═══ Records for the exercise ═══
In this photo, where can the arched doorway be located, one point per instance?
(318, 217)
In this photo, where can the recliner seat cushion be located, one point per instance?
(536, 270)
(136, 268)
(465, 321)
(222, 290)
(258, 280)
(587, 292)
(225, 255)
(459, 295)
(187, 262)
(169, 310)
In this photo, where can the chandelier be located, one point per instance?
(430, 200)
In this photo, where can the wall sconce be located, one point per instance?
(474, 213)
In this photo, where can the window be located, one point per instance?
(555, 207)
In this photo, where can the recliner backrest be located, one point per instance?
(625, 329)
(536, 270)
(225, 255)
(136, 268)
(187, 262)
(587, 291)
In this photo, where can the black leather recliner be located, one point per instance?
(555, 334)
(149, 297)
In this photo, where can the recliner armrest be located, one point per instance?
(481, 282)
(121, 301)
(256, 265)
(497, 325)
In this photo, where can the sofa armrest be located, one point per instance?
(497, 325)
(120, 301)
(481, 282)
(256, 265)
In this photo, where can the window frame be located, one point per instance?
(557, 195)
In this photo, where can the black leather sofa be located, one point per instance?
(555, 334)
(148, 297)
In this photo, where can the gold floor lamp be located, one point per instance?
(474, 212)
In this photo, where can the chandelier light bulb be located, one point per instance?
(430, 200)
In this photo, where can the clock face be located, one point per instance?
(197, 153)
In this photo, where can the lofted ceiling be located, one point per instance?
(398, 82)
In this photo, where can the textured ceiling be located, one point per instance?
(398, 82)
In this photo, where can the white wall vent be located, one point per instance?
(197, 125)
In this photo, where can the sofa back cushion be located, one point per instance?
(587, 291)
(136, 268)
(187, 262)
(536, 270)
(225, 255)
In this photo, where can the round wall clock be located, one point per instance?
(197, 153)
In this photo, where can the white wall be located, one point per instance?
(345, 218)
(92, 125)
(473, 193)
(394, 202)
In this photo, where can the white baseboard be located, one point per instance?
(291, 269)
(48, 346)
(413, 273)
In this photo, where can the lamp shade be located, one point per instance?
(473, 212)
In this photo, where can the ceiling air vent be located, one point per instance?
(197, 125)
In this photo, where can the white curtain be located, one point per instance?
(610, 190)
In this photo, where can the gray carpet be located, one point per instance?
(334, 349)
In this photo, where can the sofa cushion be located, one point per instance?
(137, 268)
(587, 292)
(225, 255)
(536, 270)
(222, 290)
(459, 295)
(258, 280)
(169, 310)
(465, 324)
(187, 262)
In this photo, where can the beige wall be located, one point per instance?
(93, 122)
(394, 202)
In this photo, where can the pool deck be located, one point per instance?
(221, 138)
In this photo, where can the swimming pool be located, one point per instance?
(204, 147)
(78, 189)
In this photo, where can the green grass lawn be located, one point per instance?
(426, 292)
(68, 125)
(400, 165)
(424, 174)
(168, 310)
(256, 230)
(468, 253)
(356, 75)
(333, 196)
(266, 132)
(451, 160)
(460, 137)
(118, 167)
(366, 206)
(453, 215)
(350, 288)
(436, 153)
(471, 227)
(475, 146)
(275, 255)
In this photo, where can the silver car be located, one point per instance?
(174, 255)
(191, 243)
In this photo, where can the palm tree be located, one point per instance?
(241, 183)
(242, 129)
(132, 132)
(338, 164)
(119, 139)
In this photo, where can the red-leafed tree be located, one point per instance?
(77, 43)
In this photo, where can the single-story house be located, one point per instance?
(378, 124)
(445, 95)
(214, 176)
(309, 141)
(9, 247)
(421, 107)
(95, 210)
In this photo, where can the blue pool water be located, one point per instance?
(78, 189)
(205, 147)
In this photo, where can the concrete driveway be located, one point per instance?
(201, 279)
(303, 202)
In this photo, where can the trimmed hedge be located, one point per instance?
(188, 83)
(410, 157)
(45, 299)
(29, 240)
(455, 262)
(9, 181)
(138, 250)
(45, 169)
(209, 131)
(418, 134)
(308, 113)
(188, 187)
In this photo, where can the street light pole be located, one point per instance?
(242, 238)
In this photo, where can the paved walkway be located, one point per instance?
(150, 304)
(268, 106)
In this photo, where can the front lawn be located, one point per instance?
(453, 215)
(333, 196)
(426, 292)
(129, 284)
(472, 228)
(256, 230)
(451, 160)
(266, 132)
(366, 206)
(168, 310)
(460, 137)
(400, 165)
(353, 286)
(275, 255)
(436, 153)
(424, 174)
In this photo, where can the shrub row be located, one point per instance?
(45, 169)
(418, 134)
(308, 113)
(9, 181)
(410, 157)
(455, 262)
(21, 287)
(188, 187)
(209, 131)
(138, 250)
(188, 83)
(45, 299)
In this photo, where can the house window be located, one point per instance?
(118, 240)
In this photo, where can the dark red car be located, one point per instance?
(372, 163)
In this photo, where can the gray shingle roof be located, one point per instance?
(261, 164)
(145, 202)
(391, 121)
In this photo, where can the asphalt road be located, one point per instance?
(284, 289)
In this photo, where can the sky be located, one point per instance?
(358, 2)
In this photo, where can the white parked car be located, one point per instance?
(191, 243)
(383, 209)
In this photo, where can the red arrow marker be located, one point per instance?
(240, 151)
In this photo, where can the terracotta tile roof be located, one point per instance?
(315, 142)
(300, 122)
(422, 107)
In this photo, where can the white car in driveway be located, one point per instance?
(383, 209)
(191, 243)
═══
Exactly as given, please retype all the entries.

Finished task:
In this photo, where can the arched doorway be located, one point per instance?
(318, 217)
In this photo, where can the recliner seat cushion be located, one point per instance?
(536, 270)
(136, 268)
(465, 321)
(222, 290)
(258, 280)
(587, 292)
(225, 255)
(459, 295)
(187, 262)
(169, 310)
In this photo, where can the chandelier be located, one point per instance?
(430, 200)
In this photo, where can the wall sconce be located, one point per instance?
(474, 213)
In this photo, where can the window be located, one point per instance?
(555, 207)
In this photo, where can the recliner backrest be located, one point per instance?
(625, 329)
(536, 270)
(225, 255)
(136, 268)
(187, 262)
(587, 291)
In this photo, where can the black leather recliner be located, one point per instance?
(555, 334)
(149, 297)
In this photo, where can the recliner armrest be located, one point per instance?
(481, 282)
(121, 301)
(256, 265)
(497, 325)
In this photo, where can the sofa armrest be located, one point per instance?
(497, 325)
(120, 301)
(481, 282)
(256, 265)
In this photo, where can the window frame be located, one point per instance?
(557, 195)
In this photo, where can the black leather sofa be located, one point per instance?
(555, 334)
(148, 297)
In this photo, where can the gold floor lamp be located, one point per instance?
(474, 212)
In this photo, where can the chandelier light bulb be located, one point per instance?
(430, 200)
In this photo, where can the clock face be located, one point per instance?
(197, 153)
In this photo, where can the lofted ceiling be located, one point per instance?
(398, 82)
In this photo, where can the textured ceiling be located, one point per instance?
(398, 82)
In this photo, where can the white wall vent be located, one point per instance?
(197, 125)
In this photo, where can the sofa back cushion be located, one point per instance?
(587, 291)
(136, 268)
(187, 262)
(536, 270)
(225, 255)
In this photo, where can the round wall clock be located, one point per instance?
(197, 153)
In this photo, where can the white wall be located, one point per instance?
(345, 218)
(92, 125)
(473, 193)
(394, 202)
In this photo, where can the white baseboard be located, one point per instance?
(291, 269)
(48, 346)
(413, 273)
In this photo, where can the lamp shade be located, one point per instance?
(473, 212)
In this photo, where can the ceiling air vent be located, one point per instance?
(197, 125)
In this photo, where can the white curtain be located, one point per instance?
(610, 190)
In this photo, where can the gray carpet be located, one point per instance?
(334, 349)
In this photo, where can the sofa cushion be located, one point per instance?
(137, 268)
(587, 292)
(225, 255)
(536, 270)
(222, 290)
(459, 295)
(258, 280)
(169, 310)
(465, 324)
(187, 262)
In this photo, where can the beige wall be located, one point per instance?
(93, 122)
(394, 202)
In this photo, where can the pool deck be located, one point per instance?
(221, 138)
In this photo, where can the swimming pool be located, one point per instance?
(204, 147)
(78, 189)
In this photo, where can the green grass lawn be located, one point per instance?
(426, 292)
(68, 125)
(400, 165)
(424, 174)
(168, 310)
(256, 230)
(468, 253)
(356, 75)
(333, 196)
(266, 132)
(451, 160)
(460, 137)
(118, 167)
(366, 206)
(453, 215)
(350, 288)
(436, 153)
(471, 227)
(475, 146)
(275, 255)
In this photo, where can the silver car be located, one point per instance?
(174, 255)
(191, 243)
In this photo, where can the palm tree be located, one point per instance?
(241, 183)
(242, 129)
(132, 132)
(338, 164)
(119, 139)
In this photo, where can the red-leafed tree be located, one point per instance?
(77, 43)
In this photo, where can the single-story house be located, one point per instance?
(378, 124)
(445, 95)
(214, 176)
(309, 141)
(9, 247)
(421, 107)
(95, 210)
In this photo, where can the blue pool water be located, one point per instance?
(78, 189)
(205, 147)
In this photo, where can the concrete driveway be located, one point per instance?
(201, 279)
(303, 202)
In this photo, where can the trimmed hedge be located, one point per instance?
(188, 83)
(410, 157)
(45, 299)
(29, 240)
(455, 262)
(9, 181)
(138, 250)
(45, 169)
(209, 131)
(418, 134)
(308, 113)
(188, 187)
In this photo, where can the street light pole be located, one point per instance?
(242, 238)
In this photo, where can the paved walkway be located, one point per instance?
(150, 304)
(268, 106)
In this photo, where can the front lawn be located, one point per instance?
(453, 215)
(333, 196)
(426, 292)
(129, 284)
(472, 228)
(256, 230)
(451, 160)
(266, 132)
(366, 206)
(168, 310)
(460, 137)
(400, 165)
(353, 286)
(275, 255)
(436, 153)
(424, 174)
In this photo, where can the shrub row be located, one point per instance?
(45, 169)
(418, 134)
(308, 113)
(9, 181)
(410, 157)
(455, 262)
(21, 287)
(188, 187)
(209, 131)
(138, 250)
(188, 83)
(45, 299)
In this photo, where can the house window be located, one point per instance?
(118, 240)
In this photo, where can the dark red car be located, one point per instance?
(372, 163)
In this photo, where can the gray shingle roof be located, one point per instance?
(261, 164)
(145, 202)
(391, 121)
In this photo, where can the asphalt road be located, one point per instance?
(284, 289)
In this photo, where can the sky be located, one point per instance?
(358, 2)
In this photo, where can the white parked car be located, one point per instance?
(191, 243)
(383, 209)
In this photo, where can the red arrow marker be located, one point per instance?
(240, 151)
In this photo, where can the terracotta tile roof be located, one point per instance?
(315, 142)
(300, 122)
(422, 107)
In this photo, where can the white car in driveway be located, one point per instance?
(383, 209)
(191, 243)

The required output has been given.